[Point localization data]
┏━━

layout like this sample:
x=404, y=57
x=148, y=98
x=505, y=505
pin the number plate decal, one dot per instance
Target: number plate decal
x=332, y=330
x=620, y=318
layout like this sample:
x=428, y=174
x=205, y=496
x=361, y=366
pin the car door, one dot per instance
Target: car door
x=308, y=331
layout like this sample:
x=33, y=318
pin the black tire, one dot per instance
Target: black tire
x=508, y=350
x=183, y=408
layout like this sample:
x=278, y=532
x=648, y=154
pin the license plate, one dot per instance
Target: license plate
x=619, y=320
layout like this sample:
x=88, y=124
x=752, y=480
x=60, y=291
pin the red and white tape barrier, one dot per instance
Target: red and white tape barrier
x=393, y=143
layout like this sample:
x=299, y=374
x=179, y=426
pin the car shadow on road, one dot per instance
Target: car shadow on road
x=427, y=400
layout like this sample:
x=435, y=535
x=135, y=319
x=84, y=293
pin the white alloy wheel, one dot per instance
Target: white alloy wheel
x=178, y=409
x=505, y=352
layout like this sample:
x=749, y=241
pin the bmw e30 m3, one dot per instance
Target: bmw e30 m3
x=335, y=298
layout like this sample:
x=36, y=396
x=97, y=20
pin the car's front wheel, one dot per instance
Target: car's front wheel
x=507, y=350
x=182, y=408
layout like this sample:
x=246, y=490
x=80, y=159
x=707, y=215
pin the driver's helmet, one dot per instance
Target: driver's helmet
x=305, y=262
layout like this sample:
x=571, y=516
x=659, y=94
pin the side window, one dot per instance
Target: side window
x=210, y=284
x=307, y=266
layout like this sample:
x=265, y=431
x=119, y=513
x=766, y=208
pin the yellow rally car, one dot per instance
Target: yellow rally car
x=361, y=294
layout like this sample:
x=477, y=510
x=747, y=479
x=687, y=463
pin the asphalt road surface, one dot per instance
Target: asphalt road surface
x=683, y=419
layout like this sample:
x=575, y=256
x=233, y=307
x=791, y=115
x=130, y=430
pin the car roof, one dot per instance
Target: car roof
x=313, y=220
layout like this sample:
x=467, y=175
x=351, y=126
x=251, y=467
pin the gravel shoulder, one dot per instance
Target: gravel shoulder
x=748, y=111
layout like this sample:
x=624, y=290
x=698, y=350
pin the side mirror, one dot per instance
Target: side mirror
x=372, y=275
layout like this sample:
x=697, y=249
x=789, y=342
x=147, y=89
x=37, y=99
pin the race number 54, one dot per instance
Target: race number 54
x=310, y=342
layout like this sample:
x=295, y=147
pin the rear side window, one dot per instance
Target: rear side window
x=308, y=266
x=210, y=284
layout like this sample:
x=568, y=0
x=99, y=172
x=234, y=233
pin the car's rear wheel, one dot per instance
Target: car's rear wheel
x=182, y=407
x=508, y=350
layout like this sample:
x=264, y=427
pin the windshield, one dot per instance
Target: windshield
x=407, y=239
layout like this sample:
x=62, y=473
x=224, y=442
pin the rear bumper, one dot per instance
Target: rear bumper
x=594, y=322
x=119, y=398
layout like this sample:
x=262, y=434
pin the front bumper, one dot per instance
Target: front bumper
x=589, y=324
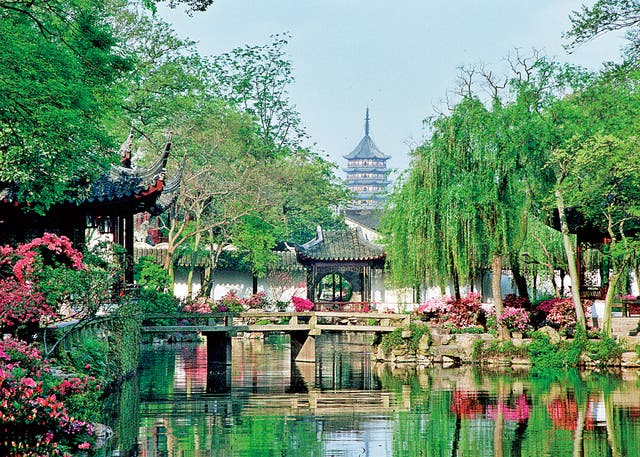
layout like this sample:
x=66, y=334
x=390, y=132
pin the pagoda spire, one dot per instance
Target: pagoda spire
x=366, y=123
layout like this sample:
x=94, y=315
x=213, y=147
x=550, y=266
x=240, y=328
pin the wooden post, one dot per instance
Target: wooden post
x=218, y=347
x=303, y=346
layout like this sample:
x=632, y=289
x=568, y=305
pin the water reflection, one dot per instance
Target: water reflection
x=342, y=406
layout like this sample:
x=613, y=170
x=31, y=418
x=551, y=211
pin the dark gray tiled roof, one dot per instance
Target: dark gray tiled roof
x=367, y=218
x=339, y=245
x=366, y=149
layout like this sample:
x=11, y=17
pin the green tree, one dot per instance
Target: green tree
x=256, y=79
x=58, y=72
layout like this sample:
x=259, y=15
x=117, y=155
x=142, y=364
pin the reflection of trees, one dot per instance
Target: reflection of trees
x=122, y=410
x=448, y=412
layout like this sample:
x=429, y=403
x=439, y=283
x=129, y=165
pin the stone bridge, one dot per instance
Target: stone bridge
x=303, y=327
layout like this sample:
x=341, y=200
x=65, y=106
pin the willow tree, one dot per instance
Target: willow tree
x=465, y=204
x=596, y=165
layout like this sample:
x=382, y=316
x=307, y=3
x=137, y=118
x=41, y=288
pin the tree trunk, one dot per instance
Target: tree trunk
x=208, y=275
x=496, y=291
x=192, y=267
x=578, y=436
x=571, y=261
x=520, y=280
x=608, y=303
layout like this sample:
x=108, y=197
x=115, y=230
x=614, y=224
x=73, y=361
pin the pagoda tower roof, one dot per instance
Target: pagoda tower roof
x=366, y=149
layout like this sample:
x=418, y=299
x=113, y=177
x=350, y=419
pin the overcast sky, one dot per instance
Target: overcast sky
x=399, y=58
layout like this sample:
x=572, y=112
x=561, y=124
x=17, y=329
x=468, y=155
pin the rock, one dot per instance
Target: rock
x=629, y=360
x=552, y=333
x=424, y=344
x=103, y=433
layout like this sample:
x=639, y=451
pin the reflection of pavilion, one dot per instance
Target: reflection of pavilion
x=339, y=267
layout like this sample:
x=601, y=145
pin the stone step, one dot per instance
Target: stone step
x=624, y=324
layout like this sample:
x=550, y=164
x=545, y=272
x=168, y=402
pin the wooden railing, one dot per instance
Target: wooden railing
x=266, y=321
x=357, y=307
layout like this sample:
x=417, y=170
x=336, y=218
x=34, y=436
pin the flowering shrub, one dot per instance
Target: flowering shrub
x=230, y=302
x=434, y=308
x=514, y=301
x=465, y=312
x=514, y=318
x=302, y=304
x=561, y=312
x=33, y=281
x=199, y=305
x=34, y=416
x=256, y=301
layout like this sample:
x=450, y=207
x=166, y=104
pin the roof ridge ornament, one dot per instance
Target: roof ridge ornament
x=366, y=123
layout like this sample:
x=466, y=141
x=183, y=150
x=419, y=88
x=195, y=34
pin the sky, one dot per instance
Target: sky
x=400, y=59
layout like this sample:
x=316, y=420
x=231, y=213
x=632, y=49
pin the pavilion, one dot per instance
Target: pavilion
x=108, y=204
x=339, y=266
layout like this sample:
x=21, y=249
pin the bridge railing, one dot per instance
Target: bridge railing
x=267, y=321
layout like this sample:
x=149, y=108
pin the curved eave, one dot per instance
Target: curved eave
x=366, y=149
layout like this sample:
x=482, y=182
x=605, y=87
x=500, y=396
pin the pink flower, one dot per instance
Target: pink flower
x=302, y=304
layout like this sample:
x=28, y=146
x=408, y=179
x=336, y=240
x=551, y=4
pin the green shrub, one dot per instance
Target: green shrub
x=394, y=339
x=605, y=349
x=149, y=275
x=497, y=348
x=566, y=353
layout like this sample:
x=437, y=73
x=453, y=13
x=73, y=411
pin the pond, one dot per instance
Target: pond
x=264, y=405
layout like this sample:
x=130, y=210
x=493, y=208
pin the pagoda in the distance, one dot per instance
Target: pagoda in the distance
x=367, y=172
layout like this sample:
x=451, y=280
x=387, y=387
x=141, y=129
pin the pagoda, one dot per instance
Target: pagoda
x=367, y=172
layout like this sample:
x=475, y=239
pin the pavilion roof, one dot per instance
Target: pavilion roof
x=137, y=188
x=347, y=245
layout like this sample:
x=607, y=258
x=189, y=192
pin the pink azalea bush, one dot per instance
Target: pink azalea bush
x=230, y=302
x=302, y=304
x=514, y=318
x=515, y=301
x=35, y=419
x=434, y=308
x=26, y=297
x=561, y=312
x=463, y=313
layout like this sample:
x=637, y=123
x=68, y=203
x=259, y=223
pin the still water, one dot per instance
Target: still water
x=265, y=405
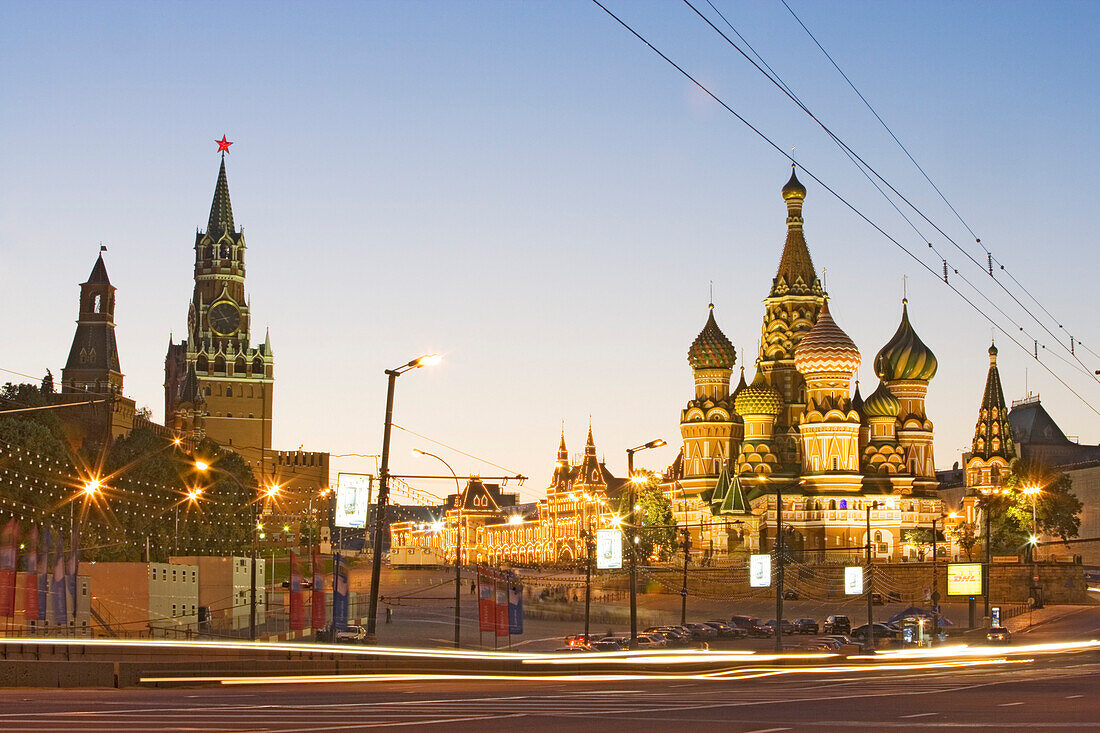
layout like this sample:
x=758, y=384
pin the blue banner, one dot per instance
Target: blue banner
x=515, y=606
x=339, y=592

┗━━
┏━━

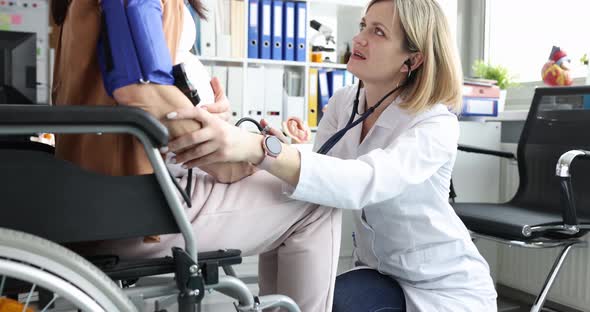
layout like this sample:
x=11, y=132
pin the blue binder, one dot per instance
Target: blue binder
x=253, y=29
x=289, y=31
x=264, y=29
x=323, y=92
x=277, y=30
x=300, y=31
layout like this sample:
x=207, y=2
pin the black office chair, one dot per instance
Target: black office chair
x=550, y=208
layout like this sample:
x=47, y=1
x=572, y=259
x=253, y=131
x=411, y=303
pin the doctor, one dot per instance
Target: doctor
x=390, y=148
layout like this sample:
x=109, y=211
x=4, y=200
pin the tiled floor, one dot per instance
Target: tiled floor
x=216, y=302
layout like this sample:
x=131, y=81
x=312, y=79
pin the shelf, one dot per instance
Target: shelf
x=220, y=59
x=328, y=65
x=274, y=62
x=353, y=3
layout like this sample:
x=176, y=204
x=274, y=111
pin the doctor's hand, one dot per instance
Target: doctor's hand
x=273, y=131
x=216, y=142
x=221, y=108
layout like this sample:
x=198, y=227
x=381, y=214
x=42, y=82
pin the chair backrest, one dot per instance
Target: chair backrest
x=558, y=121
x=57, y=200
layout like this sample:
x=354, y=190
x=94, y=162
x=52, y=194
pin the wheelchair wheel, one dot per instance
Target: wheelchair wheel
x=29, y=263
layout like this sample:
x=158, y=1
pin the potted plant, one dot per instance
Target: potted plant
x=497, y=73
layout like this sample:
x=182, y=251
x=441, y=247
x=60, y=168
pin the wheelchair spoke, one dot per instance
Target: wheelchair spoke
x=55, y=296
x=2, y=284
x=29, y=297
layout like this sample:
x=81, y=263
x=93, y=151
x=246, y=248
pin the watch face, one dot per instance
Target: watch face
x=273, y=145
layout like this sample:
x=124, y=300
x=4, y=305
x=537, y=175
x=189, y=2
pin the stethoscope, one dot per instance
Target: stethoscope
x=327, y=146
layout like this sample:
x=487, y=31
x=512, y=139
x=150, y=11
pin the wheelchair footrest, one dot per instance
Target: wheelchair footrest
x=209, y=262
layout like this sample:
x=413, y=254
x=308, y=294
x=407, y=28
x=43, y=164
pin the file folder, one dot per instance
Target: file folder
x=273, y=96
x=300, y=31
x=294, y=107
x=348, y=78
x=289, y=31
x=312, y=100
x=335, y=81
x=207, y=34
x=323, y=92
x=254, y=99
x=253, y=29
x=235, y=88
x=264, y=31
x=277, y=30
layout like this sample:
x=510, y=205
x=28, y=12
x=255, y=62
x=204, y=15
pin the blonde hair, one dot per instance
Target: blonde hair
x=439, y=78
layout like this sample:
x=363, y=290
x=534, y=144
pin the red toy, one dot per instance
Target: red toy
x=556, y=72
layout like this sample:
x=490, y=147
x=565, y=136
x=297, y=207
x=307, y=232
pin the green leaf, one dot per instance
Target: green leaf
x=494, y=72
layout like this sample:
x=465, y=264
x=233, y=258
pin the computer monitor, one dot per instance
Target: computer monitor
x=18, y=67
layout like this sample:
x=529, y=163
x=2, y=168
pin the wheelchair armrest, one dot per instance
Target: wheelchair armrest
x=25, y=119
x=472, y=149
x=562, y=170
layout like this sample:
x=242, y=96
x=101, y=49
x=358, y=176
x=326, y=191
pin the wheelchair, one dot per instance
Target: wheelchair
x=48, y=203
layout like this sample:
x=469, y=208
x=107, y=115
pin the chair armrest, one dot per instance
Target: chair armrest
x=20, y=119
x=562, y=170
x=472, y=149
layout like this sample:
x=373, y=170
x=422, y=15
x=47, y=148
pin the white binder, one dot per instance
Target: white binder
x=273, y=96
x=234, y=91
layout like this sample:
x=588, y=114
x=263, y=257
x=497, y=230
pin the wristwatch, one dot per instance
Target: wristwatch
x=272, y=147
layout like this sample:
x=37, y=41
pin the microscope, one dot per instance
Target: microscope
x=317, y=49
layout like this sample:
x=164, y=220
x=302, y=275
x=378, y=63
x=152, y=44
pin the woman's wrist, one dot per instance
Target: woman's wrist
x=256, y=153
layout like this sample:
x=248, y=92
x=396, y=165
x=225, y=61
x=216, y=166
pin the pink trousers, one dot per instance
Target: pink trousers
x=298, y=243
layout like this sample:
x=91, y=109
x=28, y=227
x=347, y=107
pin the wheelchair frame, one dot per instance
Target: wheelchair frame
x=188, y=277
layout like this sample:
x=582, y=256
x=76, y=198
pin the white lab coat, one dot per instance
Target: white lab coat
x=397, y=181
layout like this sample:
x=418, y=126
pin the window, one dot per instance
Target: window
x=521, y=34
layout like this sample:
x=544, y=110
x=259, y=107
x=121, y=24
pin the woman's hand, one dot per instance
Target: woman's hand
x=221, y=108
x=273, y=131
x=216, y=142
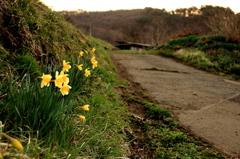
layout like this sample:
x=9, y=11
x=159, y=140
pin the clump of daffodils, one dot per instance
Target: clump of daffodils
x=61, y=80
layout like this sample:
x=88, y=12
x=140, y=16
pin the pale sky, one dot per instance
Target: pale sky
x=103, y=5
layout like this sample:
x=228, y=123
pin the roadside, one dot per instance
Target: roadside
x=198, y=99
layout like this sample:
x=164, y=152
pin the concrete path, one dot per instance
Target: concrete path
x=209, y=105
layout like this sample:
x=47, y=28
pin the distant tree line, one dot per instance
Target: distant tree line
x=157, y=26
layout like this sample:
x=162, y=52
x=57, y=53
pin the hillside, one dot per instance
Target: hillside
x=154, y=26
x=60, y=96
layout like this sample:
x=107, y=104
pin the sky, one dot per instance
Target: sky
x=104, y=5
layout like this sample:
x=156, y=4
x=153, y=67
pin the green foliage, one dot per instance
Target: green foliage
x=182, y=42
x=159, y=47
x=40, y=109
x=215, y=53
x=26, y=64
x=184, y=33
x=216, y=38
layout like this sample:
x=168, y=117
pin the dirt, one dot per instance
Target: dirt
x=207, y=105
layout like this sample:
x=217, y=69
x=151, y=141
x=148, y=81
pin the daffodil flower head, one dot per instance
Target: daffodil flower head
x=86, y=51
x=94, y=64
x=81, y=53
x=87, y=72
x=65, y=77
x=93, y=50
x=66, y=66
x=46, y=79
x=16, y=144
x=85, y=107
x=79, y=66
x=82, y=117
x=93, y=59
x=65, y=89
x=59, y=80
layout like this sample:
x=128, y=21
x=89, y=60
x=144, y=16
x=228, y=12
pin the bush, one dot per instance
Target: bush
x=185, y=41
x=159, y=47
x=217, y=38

┗━━
┏━━

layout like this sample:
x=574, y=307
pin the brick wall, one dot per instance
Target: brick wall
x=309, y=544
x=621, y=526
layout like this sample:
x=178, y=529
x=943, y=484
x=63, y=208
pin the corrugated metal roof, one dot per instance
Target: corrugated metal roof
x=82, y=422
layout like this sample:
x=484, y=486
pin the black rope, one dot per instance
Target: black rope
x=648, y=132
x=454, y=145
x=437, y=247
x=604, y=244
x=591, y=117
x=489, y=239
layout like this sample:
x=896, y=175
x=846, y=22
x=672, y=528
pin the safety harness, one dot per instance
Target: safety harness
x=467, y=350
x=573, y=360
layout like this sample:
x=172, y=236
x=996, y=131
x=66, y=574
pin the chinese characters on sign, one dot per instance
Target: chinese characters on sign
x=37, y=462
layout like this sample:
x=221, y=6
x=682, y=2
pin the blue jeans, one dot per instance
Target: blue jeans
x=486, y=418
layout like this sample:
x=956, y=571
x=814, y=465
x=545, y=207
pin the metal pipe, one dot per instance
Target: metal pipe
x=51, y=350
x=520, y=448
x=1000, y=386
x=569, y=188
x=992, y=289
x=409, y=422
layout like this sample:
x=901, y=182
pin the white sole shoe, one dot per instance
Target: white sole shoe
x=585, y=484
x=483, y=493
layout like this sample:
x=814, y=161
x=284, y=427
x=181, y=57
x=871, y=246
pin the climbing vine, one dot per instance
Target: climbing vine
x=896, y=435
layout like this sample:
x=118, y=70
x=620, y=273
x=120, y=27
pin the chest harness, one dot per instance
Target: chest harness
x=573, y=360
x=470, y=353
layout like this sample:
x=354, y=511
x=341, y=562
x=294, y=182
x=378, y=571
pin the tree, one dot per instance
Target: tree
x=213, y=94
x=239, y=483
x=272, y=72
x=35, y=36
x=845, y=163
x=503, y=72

┗━━

## Exercise details
Would you copy, unchanged, the stretch of the records above that begins at the line containing "x=307, y=232" and ends at the line containing "x=326, y=191", and only that?

## Result for this exercise
x=307, y=232
pin the green leaf, one dot per instance
Target: green leaf
x=494, y=72
layout like this sample:
x=465, y=264
x=233, y=258
pin the computer monitor, one dot per instance
Target: computer monitor
x=18, y=67
layout like this sample:
x=529, y=163
x=2, y=168
pin the wheelchair armrest, one dot per instance
Target: wheelchair armrest
x=25, y=119
x=472, y=149
x=562, y=170
layout like this sample:
x=242, y=96
x=101, y=49
x=358, y=176
x=326, y=191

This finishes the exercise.